BEGIN GIVEN DATA

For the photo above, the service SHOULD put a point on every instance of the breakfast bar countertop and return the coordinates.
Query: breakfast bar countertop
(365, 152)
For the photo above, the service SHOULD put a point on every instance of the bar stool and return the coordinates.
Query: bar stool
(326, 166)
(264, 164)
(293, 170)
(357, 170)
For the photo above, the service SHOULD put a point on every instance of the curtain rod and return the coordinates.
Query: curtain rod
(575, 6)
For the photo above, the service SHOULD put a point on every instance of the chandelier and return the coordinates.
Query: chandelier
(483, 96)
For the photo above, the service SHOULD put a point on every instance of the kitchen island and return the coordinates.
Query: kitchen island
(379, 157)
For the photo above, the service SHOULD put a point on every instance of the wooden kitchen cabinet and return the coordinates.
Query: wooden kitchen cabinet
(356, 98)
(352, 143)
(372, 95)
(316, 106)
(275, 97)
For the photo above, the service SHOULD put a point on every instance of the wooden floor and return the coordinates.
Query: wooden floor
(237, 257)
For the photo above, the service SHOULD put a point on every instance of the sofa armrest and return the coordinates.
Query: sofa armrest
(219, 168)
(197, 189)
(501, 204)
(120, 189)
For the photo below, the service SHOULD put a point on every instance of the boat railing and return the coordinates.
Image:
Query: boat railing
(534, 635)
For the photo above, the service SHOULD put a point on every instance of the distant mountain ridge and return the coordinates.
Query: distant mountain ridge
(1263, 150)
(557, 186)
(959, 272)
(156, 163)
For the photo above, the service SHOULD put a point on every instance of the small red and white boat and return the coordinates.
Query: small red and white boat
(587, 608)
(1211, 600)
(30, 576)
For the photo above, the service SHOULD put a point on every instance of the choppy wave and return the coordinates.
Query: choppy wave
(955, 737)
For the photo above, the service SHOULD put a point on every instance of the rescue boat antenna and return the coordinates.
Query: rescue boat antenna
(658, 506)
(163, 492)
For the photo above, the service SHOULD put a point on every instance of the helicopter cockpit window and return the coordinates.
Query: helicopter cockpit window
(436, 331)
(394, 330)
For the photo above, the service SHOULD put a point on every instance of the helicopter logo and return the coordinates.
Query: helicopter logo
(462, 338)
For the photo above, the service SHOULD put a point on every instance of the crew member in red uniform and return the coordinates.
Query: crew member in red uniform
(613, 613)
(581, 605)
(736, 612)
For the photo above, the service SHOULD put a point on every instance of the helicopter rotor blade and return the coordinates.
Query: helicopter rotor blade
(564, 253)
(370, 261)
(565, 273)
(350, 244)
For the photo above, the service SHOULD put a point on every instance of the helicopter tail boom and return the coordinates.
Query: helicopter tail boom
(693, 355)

END GIVEN DATA

Print the material in full. Keep it exactly as it is.

For the photo above, the service SHOULD put a point on every instance of the breakfast bar countertop and return the coordinates.
Query: breakfast bar countertop
(365, 152)
For the photo above, the service SHOULD put a point on every instance of the bar stool and return the coordinates.
Query: bar stool
(326, 166)
(264, 164)
(293, 170)
(357, 170)
For the photo above, the service SHOULD put a point on every instance of the curtain rod and return the coordinates.
Query: curtain rod
(575, 6)
For the photo above, the service SHOULD put a point on every instance of the chandelier and return the coordinates.
Query: chandelier
(483, 96)
For the photo above, the service SHOULD put a point on every instance of the kitchen island and return the coordinates.
Query: kitchen island
(379, 157)
For the photo above, the service SHOULD put a point on every instance of the wooden kitchen cabinet and return the coordinates.
Query: wooden kitchen cabinet
(356, 98)
(352, 143)
(372, 95)
(316, 106)
(275, 97)
For the photo above, the service SHOULD put a point on every instance of the wooden floor and return the coordinates.
Query: wooden floor
(237, 257)
For the photo above, the service SHOULD put a point on every instance of the sofa armrest and return the coordinates.
Query: sofa armrest
(219, 168)
(197, 189)
(501, 204)
(120, 189)
For the photo below, the service SHOULD put a point on every instance of the boat railing and return the coordinates.
Image:
Query: boat railing
(534, 635)
For the photo above, the service SHOULD put a point on every instance of the distant mountain ridge and return the coordinates.
Query: distant mountain ridge
(1263, 150)
(557, 186)
(959, 272)
(156, 163)
For the photo above, the service SHOULD put a point on every instance of the small red and white boat and return the coordinates.
Query: small red and white boat
(587, 608)
(1211, 600)
(30, 576)
For the photo above, the service SHOULD put a point on every instance of the choppy wave and return the coordinates.
Query: choppy wave
(955, 737)
For the photo above, the service SHOULD put a point on every instance of the rescue boat antenna and return the coordinates.
Query: rescue boat antenna
(658, 506)
(163, 492)
For the photo above, the service SHOULD put a point on every instance of the helicopter cockpit window and return the coordinates.
Query: helicopter cockpit window
(436, 331)
(394, 330)
For the photo above, the service SHOULD put a point on every instance of the helicopter logo and return the coordinates.
Query: helicopter logo
(462, 338)
For the photo above, the service SHOULD put a point on every instance of the crew member in red uniform and return the coordinates.
Query: crew member in red uniform
(613, 613)
(581, 605)
(736, 612)
For the photo above, the service SHOULD put a point on every instance of the helicopter rotor blade and return the coordinates.
Query: helicopter rotor blade
(564, 253)
(370, 261)
(565, 273)
(350, 244)
For the photo above, the service SHOULD put a point on every instance of the helicopter tail boom and return the coordinates.
Query: helicopter tail boom
(693, 355)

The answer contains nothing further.